Provided entries >>

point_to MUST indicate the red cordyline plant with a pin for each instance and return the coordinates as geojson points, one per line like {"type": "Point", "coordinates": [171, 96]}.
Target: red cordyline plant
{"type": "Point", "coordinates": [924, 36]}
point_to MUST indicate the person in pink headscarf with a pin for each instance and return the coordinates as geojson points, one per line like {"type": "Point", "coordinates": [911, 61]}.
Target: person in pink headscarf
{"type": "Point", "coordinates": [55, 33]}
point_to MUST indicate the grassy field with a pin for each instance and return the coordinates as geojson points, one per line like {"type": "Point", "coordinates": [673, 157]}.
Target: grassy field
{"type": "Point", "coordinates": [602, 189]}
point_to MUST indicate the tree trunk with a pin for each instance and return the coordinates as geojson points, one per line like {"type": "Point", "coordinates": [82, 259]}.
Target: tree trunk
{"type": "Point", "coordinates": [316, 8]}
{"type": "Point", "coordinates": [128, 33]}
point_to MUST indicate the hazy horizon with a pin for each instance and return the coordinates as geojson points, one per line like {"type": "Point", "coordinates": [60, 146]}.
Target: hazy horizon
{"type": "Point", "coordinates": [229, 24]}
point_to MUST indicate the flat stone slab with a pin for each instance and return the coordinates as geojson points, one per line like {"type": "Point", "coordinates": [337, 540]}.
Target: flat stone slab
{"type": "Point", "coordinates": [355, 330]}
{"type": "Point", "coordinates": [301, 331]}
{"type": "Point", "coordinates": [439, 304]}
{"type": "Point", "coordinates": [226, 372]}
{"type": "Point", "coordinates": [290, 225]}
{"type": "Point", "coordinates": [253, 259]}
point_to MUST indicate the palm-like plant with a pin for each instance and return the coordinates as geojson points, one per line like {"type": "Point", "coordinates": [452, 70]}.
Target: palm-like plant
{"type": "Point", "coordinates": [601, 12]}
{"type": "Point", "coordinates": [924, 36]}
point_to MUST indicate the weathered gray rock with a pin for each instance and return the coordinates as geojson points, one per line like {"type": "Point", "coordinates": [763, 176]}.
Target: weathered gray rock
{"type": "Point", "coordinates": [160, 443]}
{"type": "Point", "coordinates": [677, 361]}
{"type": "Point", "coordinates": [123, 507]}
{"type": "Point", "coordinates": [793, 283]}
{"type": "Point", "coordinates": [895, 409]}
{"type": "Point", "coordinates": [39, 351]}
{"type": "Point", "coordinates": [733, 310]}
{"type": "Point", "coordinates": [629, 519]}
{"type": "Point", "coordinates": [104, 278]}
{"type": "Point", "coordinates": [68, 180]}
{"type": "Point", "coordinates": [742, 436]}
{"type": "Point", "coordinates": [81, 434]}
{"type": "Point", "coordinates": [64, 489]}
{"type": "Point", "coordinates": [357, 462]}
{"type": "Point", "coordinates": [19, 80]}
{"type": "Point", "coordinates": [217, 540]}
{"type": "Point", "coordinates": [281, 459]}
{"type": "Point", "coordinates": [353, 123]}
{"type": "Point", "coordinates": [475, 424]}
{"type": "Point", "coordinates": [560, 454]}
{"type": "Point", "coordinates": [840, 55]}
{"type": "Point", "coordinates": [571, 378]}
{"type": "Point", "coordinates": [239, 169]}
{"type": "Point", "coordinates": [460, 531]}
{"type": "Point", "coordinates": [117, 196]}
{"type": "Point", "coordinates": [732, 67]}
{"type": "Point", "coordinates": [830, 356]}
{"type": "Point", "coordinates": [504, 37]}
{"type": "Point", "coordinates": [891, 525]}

Task details >> Return the full listing, character for character.

Complete answer >>
point_to MUST indicate the red cordyline plant with a pin for each instance and return the coordinates as geojson points, one per line like {"type": "Point", "coordinates": [171, 96]}.
Target: red cordyline plant
{"type": "Point", "coordinates": [924, 36]}
point_to MUST indicate the person in pink headscarf with a pin for each instance and return the coordinates as geojson points, one per line like {"type": "Point", "coordinates": [911, 61]}.
Target: person in pink headscarf
{"type": "Point", "coordinates": [55, 33]}
point_to MUST indicate the grassy field with a pin for each instance and return the coordinates as geojson points, one per line like {"type": "Point", "coordinates": [673, 157]}.
Target: grassy field
{"type": "Point", "coordinates": [602, 189]}
point_to MUST indicate the tree trunk with a pin for each instance and return the coordinates as geojson points, one per line like {"type": "Point", "coordinates": [82, 259]}.
Target: tree trunk
{"type": "Point", "coordinates": [316, 8]}
{"type": "Point", "coordinates": [128, 33]}
point_to MUST indicate the hazy horizon with a pin for each instance and return the coordinates as geojson points, one per line like {"type": "Point", "coordinates": [60, 146]}.
Target: hazy horizon
{"type": "Point", "coordinates": [229, 24]}
point_to MUST indicate the flat stone slab with a pin for each instance and return the coordinates as geojson points, one per line like {"type": "Point", "coordinates": [337, 540]}.
Target: flat stone slab
{"type": "Point", "coordinates": [355, 330]}
{"type": "Point", "coordinates": [301, 331]}
{"type": "Point", "coordinates": [439, 304]}
{"type": "Point", "coordinates": [226, 372]}
{"type": "Point", "coordinates": [290, 225]}
{"type": "Point", "coordinates": [253, 259]}
point_to MUST indicate the palm-like plant with a pin for each instance and return the coordinates as geojson points, one per line like {"type": "Point", "coordinates": [452, 70]}.
Target: palm-like plant
{"type": "Point", "coordinates": [601, 12]}
{"type": "Point", "coordinates": [924, 36]}
point_to MUST indicate the weathered gray rock with a pin for each instance and return the coordinates as geojson points, one per line like {"type": "Point", "coordinates": [763, 176]}.
Target: weathered gray rock
{"type": "Point", "coordinates": [160, 443]}
{"type": "Point", "coordinates": [677, 361]}
{"type": "Point", "coordinates": [123, 507]}
{"type": "Point", "coordinates": [793, 283]}
{"type": "Point", "coordinates": [895, 409]}
{"type": "Point", "coordinates": [39, 351]}
{"type": "Point", "coordinates": [733, 310]}
{"type": "Point", "coordinates": [629, 519]}
{"type": "Point", "coordinates": [104, 278]}
{"type": "Point", "coordinates": [68, 180]}
{"type": "Point", "coordinates": [742, 436]}
{"type": "Point", "coordinates": [81, 434]}
{"type": "Point", "coordinates": [64, 489]}
{"type": "Point", "coordinates": [357, 462]}
{"type": "Point", "coordinates": [19, 80]}
{"type": "Point", "coordinates": [217, 540]}
{"type": "Point", "coordinates": [281, 459]}
{"type": "Point", "coordinates": [353, 123]}
{"type": "Point", "coordinates": [475, 424]}
{"type": "Point", "coordinates": [560, 454]}
{"type": "Point", "coordinates": [840, 55]}
{"type": "Point", "coordinates": [571, 378]}
{"type": "Point", "coordinates": [239, 169]}
{"type": "Point", "coordinates": [460, 531]}
{"type": "Point", "coordinates": [117, 196]}
{"type": "Point", "coordinates": [732, 67]}
{"type": "Point", "coordinates": [830, 356]}
{"type": "Point", "coordinates": [504, 37]}
{"type": "Point", "coordinates": [891, 525]}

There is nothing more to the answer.